Assignment: For each line in the records that contains "street", make a copy.

*** Opening Records for this exercise ***

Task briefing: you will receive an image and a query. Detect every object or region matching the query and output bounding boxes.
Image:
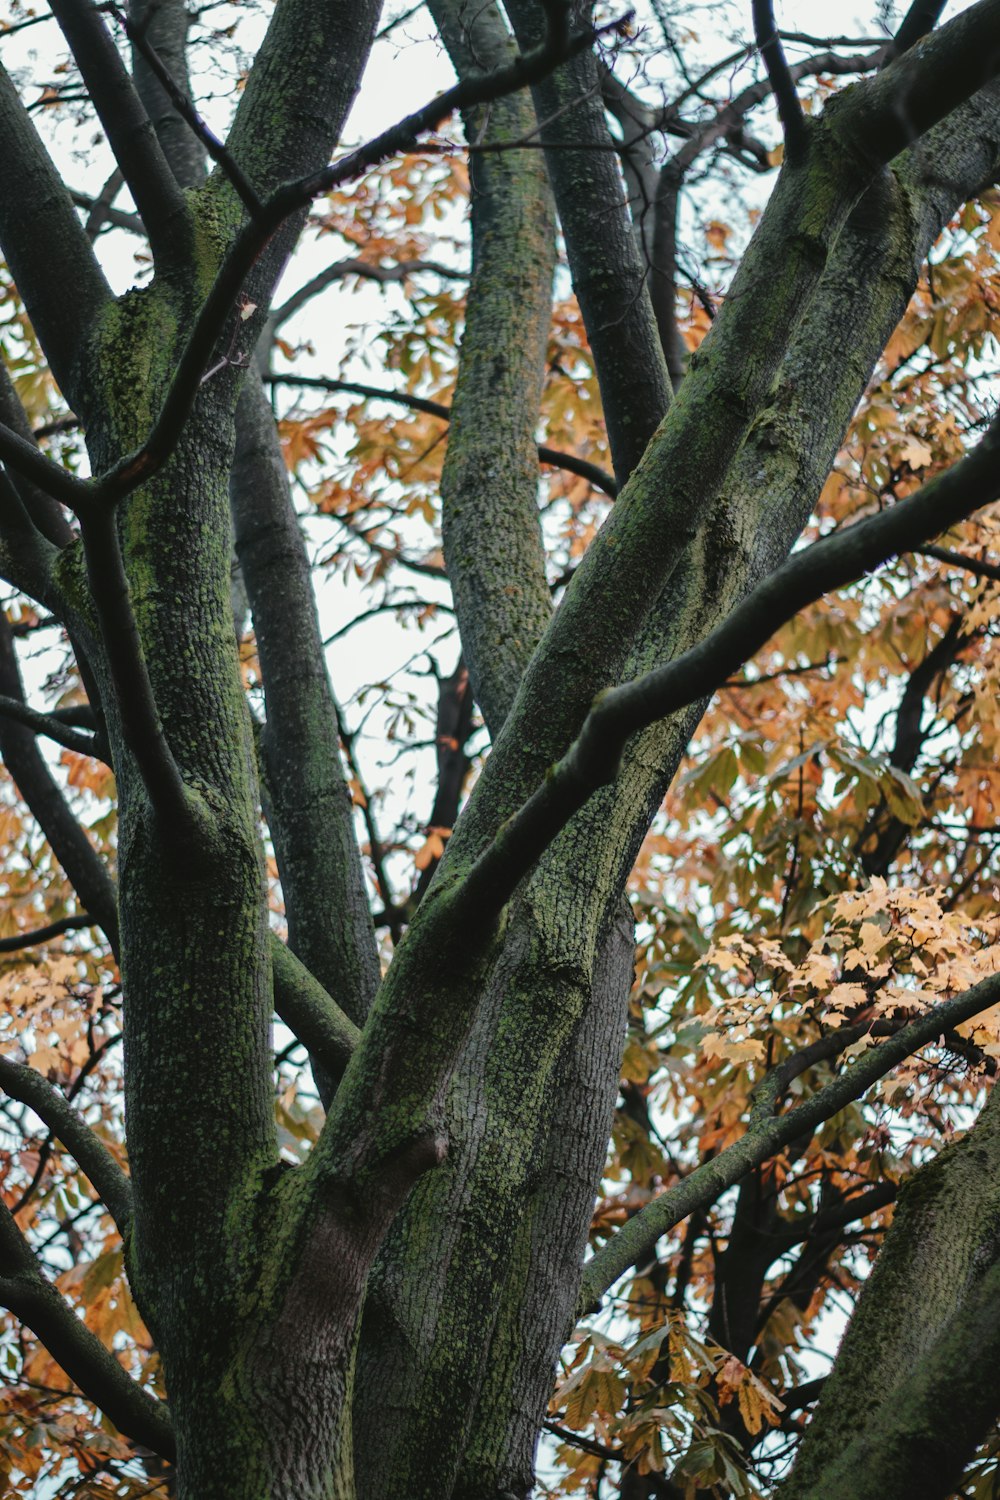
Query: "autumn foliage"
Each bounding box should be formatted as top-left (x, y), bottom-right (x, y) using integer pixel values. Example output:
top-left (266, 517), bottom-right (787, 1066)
top-left (2, 2), bottom-right (1000, 1497)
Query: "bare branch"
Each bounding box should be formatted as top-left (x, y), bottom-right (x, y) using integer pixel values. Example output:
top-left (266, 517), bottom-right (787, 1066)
top-left (48, 0), bottom-right (191, 263)
top-left (0, 615), bottom-right (120, 954)
top-left (269, 257), bottom-right (467, 333)
top-left (893, 1), bottom-right (950, 58)
top-left (627, 15), bottom-right (887, 370)
top-left (83, 167), bottom-right (126, 239)
top-left (0, 1055), bottom-right (132, 1236)
top-left (70, 187), bottom-right (145, 236)
top-left (0, 1), bottom-right (617, 515)
top-left (771, 1180), bottom-right (898, 1253)
top-left (231, 375), bottom-right (380, 1066)
top-left (270, 935), bottom-right (361, 1093)
top-left (504, 0), bottom-right (669, 482)
top-left (752, 0), bottom-right (808, 159)
top-left (0, 61), bottom-right (112, 402)
top-left (0, 695), bottom-right (105, 757)
top-left (0, 467), bottom-right (59, 606)
top-left (109, 0), bottom-right (262, 215)
top-left (0, 914), bottom-right (96, 953)
top-left (0, 358), bottom-right (75, 549)
top-left (0, 1200), bottom-right (173, 1458)
top-left (918, 541), bottom-right (1000, 582)
top-left (127, 0), bottom-right (205, 187)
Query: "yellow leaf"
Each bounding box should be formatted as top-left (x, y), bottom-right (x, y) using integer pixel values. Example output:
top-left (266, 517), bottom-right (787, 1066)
top-left (899, 436), bottom-right (933, 468)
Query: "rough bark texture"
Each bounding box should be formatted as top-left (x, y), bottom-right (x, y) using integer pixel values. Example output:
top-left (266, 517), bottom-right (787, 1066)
top-left (356, 59), bottom-right (1000, 1500)
top-left (231, 375), bottom-right (381, 1035)
top-left (503, 0), bottom-right (671, 483)
top-left (3, 6), bottom-right (1000, 1498)
top-left (779, 1086), bottom-right (1000, 1500)
top-left (429, 0), bottom-right (556, 735)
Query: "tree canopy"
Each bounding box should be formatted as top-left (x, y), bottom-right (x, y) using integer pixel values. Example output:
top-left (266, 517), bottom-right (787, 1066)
top-left (3, 1), bottom-right (1000, 1497)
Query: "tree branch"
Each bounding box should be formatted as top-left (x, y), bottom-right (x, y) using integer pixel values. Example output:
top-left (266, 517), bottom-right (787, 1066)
top-left (0, 359), bottom-right (76, 549)
top-left (423, 0), bottom-right (556, 734)
top-left (70, 187), bottom-right (145, 236)
top-left (268, 257), bottom-right (467, 333)
top-left (126, 0), bottom-right (205, 188)
top-left (411, 658), bottom-right (475, 904)
top-left (0, 1200), bottom-right (173, 1458)
top-left (0, 1), bottom-right (616, 516)
top-left (544, 1418), bottom-right (624, 1462)
top-left (442, 417), bottom-right (1000, 941)
top-left (267, 373), bottom-right (618, 498)
top-left (642, 40), bottom-right (883, 384)
top-left (83, 167), bottom-right (126, 239)
top-left (917, 541), bottom-right (1000, 582)
top-left (110, 0), bottom-right (261, 214)
top-left (310, 82), bottom-right (1000, 1241)
top-left (231, 374), bottom-right (380, 1059)
top-left (0, 914), bottom-right (96, 953)
top-left (332, 701), bottom-right (402, 944)
top-left (777, 1088), bottom-right (1000, 1499)
top-left (579, 972), bottom-right (1000, 1309)
top-left (893, 0), bottom-right (949, 58)
top-left (79, 508), bottom-right (213, 847)
top-left (0, 1055), bottom-right (131, 1236)
top-left (270, 934), bottom-right (361, 1093)
top-left (831, 0), bottom-right (1000, 164)
top-left (860, 617), bottom-right (968, 876)
top-left (413, 27), bottom-right (1000, 944)
top-left (504, 0), bottom-right (670, 483)
top-left (0, 467), bottom-right (59, 607)
top-left (752, 0), bottom-right (808, 160)
top-left (0, 62), bottom-right (112, 406)
top-left (0, 615), bottom-right (120, 955)
top-left (0, 694), bottom-right (106, 758)
top-left (770, 1179), bottom-right (898, 1252)
top-left (48, 0), bottom-right (191, 264)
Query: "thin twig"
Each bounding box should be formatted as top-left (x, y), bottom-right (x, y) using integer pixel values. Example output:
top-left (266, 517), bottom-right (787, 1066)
top-left (0, 695), bottom-right (105, 757)
top-left (267, 372), bottom-right (618, 497)
top-left (108, 0), bottom-right (263, 215)
top-left (0, 914), bottom-right (96, 953)
top-left (917, 542), bottom-right (1000, 583)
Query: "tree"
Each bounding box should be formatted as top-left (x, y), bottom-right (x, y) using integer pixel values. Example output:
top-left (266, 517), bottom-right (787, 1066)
top-left (3, 0), bottom-right (1000, 1495)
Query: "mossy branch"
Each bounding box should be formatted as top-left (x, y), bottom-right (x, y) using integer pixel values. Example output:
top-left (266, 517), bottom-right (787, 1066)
top-left (578, 971), bottom-right (1000, 1310)
top-left (80, 508), bottom-right (214, 849)
top-left (270, 934), bottom-right (362, 1095)
top-left (0, 0), bottom-right (617, 520)
top-left (442, 416), bottom-right (1000, 943)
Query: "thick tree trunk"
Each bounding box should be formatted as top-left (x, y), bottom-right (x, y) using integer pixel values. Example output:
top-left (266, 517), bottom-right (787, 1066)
top-left (779, 1085), bottom-right (1000, 1500)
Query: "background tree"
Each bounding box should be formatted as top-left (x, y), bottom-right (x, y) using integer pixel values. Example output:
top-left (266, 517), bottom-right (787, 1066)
top-left (2, 1), bottom-right (1000, 1497)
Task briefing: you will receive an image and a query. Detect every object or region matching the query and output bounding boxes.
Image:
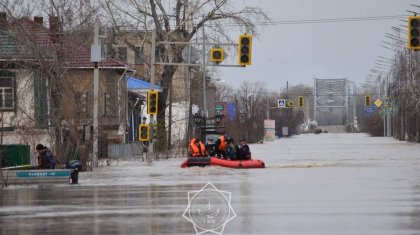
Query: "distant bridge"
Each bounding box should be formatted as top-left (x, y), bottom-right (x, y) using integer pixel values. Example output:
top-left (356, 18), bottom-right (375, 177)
top-left (314, 78), bottom-right (356, 126)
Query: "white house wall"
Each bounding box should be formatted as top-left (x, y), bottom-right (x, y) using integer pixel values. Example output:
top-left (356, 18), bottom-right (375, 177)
top-left (1, 70), bottom-right (53, 150)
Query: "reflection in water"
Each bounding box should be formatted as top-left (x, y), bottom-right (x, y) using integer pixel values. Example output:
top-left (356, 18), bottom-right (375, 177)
top-left (1, 134), bottom-right (420, 235)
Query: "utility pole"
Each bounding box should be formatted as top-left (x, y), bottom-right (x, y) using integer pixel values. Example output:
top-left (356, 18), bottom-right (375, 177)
top-left (91, 17), bottom-right (100, 168)
top-left (345, 79), bottom-right (349, 123)
top-left (201, 16), bottom-right (207, 118)
top-left (386, 76), bottom-right (391, 137)
top-left (313, 78), bottom-right (317, 123)
top-left (305, 89), bottom-right (311, 122)
top-left (353, 82), bottom-right (356, 126)
top-left (266, 96), bottom-right (269, 119)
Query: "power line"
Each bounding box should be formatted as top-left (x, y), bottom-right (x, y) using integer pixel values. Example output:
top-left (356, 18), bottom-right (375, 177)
top-left (224, 15), bottom-right (409, 26)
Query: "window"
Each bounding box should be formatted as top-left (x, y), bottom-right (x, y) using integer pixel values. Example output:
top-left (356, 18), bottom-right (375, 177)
top-left (103, 92), bottom-right (111, 116)
top-left (135, 47), bottom-right (144, 64)
top-left (34, 73), bottom-right (49, 128)
top-left (117, 47), bottom-right (127, 62)
top-left (0, 74), bottom-right (15, 110)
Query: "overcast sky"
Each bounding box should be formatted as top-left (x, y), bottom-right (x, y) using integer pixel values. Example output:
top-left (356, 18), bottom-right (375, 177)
top-left (218, 0), bottom-right (417, 90)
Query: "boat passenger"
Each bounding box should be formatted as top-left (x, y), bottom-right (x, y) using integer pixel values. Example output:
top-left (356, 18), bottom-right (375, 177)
top-left (226, 137), bottom-right (240, 160)
top-left (188, 138), bottom-right (208, 157)
top-left (36, 144), bottom-right (57, 169)
top-left (205, 138), bottom-right (216, 157)
top-left (215, 134), bottom-right (228, 159)
top-left (238, 138), bottom-right (251, 160)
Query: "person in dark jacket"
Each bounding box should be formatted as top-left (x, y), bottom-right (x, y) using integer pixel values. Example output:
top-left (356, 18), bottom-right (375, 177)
top-left (36, 144), bottom-right (57, 169)
top-left (205, 138), bottom-right (216, 157)
top-left (238, 138), bottom-right (251, 160)
top-left (225, 137), bottom-right (240, 160)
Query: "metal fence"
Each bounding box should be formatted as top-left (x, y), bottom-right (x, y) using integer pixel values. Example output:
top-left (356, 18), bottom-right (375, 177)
top-left (108, 142), bottom-right (147, 161)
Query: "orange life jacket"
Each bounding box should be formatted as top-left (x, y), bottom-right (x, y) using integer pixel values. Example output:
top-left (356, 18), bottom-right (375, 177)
top-left (189, 138), bottom-right (206, 157)
top-left (217, 135), bottom-right (227, 151)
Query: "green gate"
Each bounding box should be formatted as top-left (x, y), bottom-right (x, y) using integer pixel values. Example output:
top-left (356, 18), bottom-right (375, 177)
top-left (0, 145), bottom-right (30, 167)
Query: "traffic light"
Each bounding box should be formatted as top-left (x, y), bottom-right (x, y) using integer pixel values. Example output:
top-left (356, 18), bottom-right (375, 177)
top-left (287, 100), bottom-right (294, 107)
top-left (147, 90), bottom-right (158, 115)
top-left (365, 96), bottom-right (370, 106)
top-left (298, 96), bottom-right (304, 107)
top-left (408, 16), bottom-right (420, 49)
top-left (139, 124), bottom-right (150, 141)
top-left (210, 47), bottom-right (224, 63)
top-left (238, 34), bottom-right (252, 65)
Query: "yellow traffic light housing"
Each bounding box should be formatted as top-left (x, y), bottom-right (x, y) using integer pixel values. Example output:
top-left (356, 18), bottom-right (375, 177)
top-left (298, 96), bottom-right (304, 107)
top-left (139, 124), bottom-right (150, 141)
top-left (210, 47), bottom-right (224, 63)
top-left (408, 16), bottom-right (420, 49)
top-left (238, 34), bottom-right (252, 65)
top-left (365, 96), bottom-right (370, 106)
top-left (287, 100), bottom-right (294, 107)
top-left (147, 90), bottom-right (158, 115)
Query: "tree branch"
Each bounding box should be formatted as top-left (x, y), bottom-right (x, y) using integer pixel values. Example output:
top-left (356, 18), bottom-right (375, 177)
top-left (155, 0), bottom-right (171, 32)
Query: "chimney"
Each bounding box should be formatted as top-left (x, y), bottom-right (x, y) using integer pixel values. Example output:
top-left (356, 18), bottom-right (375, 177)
top-left (49, 15), bottom-right (60, 43)
top-left (34, 16), bottom-right (43, 25)
top-left (0, 12), bottom-right (7, 31)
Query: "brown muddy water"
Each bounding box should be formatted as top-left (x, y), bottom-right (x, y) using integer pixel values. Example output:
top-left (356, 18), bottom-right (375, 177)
top-left (1, 133), bottom-right (420, 235)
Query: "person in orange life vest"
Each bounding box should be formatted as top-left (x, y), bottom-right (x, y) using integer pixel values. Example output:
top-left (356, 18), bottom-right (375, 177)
top-left (188, 138), bottom-right (208, 157)
top-left (215, 134), bottom-right (228, 159)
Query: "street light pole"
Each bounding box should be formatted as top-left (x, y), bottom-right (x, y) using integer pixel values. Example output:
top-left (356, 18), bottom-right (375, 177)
top-left (201, 16), bottom-right (208, 118)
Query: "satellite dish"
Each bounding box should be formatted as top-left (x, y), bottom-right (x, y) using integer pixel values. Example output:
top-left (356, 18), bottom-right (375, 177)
top-left (182, 46), bottom-right (200, 63)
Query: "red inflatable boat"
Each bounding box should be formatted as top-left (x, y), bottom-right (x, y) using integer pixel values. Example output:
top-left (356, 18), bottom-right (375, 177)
top-left (181, 157), bottom-right (265, 169)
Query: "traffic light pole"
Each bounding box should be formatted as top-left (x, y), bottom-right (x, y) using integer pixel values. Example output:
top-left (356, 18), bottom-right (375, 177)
top-left (150, 30), bottom-right (156, 152)
top-left (149, 29), bottom-right (250, 146)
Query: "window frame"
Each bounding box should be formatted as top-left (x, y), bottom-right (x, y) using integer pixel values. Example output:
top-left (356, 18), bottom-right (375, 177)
top-left (0, 75), bottom-right (15, 111)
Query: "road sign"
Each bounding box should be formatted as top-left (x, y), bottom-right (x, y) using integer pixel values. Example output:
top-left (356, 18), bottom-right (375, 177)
top-left (264, 119), bottom-right (275, 141)
top-left (278, 99), bottom-right (286, 108)
top-left (374, 99), bottom-right (382, 107)
top-left (215, 104), bottom-right (224, 111)
top-left (364, 106), bottom-right (377, 116)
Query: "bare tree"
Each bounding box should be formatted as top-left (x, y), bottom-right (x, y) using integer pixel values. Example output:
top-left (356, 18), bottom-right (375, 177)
top-left (214, 81), bottom-right (234, 102)
top-left (1, 1), bottom-right (98, 165)
top-left (101, 0), bottom-right (269, 150)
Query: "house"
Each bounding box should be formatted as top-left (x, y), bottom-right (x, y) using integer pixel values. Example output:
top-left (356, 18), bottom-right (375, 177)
top-left (0, 13), bottom-right (136, 161)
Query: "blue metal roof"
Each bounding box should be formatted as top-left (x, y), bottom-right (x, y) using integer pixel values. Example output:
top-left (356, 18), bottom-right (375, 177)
top-left (127, 76), bottom-right (161, 90)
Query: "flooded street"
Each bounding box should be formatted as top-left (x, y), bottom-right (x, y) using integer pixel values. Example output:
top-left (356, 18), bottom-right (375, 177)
top-left (1, 133), bottom-right (420, 235)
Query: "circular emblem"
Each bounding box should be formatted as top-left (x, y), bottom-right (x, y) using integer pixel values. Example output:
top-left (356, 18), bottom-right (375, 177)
top-left (183, 182), bottom-right (236, 235)
top-left (189, 189), bottom-right (230, 230)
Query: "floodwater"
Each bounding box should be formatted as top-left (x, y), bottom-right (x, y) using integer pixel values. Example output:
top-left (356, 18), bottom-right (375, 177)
top-left (1, 133), bottom-right (420, 235)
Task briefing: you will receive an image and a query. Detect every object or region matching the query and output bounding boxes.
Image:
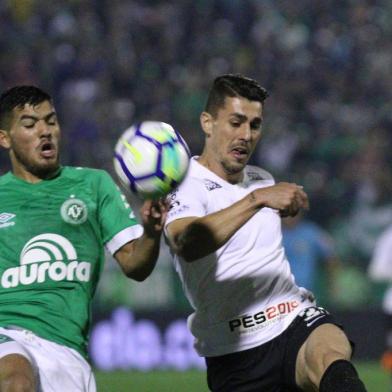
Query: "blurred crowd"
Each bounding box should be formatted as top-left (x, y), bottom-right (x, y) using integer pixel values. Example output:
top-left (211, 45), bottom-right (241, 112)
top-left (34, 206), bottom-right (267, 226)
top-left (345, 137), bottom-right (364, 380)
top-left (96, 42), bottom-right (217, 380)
top-left (1, 0), bottom-right (392, 309)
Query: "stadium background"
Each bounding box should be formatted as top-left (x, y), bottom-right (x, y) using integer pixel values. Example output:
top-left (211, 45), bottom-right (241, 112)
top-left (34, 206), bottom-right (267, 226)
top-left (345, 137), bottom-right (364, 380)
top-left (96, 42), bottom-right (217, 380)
top-left (0, 0), bottom-right (391, 390)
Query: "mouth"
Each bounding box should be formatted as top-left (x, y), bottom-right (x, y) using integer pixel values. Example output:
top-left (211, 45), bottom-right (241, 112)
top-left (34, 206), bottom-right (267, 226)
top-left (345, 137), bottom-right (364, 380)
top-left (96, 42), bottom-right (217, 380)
top-left (230, 146), bottom-right (249, 160)
top-left (39, 141), bottom-right (57, 159)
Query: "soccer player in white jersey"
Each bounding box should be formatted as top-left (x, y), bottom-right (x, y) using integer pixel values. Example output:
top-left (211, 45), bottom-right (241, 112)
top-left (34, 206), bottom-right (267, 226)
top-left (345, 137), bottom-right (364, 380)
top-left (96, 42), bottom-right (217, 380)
top-left (165, 74), bottom-right (367, 391)
top-left (0, 86), bottom-right (167, 391)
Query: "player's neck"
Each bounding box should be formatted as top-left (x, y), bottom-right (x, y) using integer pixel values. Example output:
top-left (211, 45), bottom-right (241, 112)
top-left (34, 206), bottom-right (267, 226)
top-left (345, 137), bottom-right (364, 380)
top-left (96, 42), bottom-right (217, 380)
top-left (197, 154), bottom-right (243, 184)
top-left (12, 165), bottom-right (61, 184)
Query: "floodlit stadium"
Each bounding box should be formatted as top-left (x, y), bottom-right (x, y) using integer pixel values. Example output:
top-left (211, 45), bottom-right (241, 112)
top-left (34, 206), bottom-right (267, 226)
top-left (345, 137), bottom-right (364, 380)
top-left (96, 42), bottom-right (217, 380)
top-left (0, 1), bottom-right (391, 391)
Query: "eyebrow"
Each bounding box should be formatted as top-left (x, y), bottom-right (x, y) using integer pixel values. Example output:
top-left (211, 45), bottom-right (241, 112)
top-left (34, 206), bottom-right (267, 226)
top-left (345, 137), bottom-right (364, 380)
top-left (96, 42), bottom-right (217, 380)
top-left (20, 111), bottom-right (57, 122)
top-left (230, 113), bottom-right (263, 123)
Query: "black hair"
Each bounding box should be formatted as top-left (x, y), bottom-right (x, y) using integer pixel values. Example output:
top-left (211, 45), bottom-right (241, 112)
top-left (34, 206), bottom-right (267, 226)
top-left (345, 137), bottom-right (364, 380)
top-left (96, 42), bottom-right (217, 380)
top-left (204, 74), bottom-right (269, 117)
top-left (0, 85), bottom-right (52, 130)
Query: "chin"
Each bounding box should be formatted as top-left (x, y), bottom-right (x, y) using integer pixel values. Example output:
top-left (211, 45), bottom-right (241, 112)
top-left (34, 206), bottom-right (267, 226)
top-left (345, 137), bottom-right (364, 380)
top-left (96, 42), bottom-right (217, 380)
top-left (31, 162), bottom-right (60, 179)
top-left (223, 162), bottom-right (245, 175)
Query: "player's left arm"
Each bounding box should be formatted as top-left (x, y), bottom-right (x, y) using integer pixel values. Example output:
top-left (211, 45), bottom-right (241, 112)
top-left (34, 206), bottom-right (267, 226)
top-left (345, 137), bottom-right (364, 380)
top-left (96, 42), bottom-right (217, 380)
top-left (114, 199), bottom-right (168, 281)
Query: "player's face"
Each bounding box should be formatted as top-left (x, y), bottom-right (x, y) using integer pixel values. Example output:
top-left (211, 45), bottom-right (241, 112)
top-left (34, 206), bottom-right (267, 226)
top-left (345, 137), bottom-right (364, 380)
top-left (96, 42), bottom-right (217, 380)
top-left (1, 100), bottom-right (61, 181)
top-left (201, 96), bottom-right (263, 182)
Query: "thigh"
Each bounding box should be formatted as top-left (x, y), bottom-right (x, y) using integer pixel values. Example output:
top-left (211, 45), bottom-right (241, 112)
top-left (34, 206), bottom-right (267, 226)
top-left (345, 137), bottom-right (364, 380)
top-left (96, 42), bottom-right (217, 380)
top-left (295, 323), bottom-right (352, 391)
top-left (30, 338), bottom-right (96, 392)
top-left (0, 334), bottom-right (37, 390)
top-left (0, 328), bottom-right (96, 392)
top-left (281, 306), bottom-right (351, 391)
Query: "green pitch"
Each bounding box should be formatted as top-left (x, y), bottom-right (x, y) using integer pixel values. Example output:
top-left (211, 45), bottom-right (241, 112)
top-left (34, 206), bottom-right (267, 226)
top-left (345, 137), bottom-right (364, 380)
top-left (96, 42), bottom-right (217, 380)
top-left (95, 362), bottom-right (390, 391)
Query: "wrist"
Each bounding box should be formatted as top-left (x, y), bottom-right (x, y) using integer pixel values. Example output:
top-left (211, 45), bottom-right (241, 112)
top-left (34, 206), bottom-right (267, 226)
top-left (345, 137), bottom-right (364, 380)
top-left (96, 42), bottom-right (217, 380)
top-left (248, 190), bottom-right (265, 210)
top-left (142, 227), bottom-right (162, 240)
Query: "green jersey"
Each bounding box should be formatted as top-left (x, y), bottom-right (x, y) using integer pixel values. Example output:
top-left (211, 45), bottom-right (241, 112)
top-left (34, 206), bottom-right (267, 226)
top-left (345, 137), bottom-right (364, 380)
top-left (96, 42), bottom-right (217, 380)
top-left (0, 167), bottom-right (141, 357)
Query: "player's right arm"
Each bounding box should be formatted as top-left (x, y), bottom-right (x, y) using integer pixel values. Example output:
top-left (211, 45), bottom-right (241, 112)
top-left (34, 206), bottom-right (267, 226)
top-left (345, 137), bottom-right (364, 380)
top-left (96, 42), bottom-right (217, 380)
top-left (114, 199), bottom-right (167, 281)
top-left (166, 182), bottom-right (308, 262)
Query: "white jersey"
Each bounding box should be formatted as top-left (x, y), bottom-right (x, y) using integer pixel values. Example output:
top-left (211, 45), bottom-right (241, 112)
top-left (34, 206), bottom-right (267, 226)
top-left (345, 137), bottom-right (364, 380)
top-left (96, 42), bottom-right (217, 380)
top-left (165, 157), bottom-right (314, 357)
top-left (368, 225), bottom-right (392, 314)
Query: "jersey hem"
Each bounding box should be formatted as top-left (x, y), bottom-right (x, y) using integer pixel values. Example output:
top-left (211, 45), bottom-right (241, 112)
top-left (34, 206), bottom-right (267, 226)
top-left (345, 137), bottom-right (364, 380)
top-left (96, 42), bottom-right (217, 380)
top-left (194, 301), bottom-right (313, 358)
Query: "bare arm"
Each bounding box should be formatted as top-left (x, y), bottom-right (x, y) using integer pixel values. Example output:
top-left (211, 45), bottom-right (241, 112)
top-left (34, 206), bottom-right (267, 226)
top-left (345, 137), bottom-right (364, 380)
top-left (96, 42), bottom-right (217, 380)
top-left (114, 199), bottom-right (168, 281)
top-left (166, 182), bottom-right (309, 262)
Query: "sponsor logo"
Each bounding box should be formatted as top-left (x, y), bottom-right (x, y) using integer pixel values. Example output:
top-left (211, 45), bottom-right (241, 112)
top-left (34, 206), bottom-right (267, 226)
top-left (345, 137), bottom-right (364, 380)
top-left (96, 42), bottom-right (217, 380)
top-left (167, 189), bottom-right (181, 211)
top-left (203, 179), bottom-right (222, 191)
top-left (247, 171), bottom-right (265, 181)
top-left (1, 233), bottom-right (91, 288)
top-left (0, 212), bottom-right (16, 229)
top-left (229, 300), bottom-right (299, 333)
top-left (299, 307), bottom-right (329, 327)
top-left (168, 200), bottom-right (180, 210)
top-left (0, 334), bottom-right (13, 344)
top-left (60, 196), bottom-right (88, 225)
top-left (167, 204), bottom-right (190, 217)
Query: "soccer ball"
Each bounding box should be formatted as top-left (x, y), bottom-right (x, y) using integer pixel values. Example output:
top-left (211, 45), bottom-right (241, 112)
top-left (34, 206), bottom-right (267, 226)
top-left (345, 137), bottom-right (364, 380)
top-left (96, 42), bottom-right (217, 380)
top-left (113, 121), bottom-right (190, 199)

*** Closing Records for this exercise ***

Task answer:
Query: "street light pole"
Query: "flooded street"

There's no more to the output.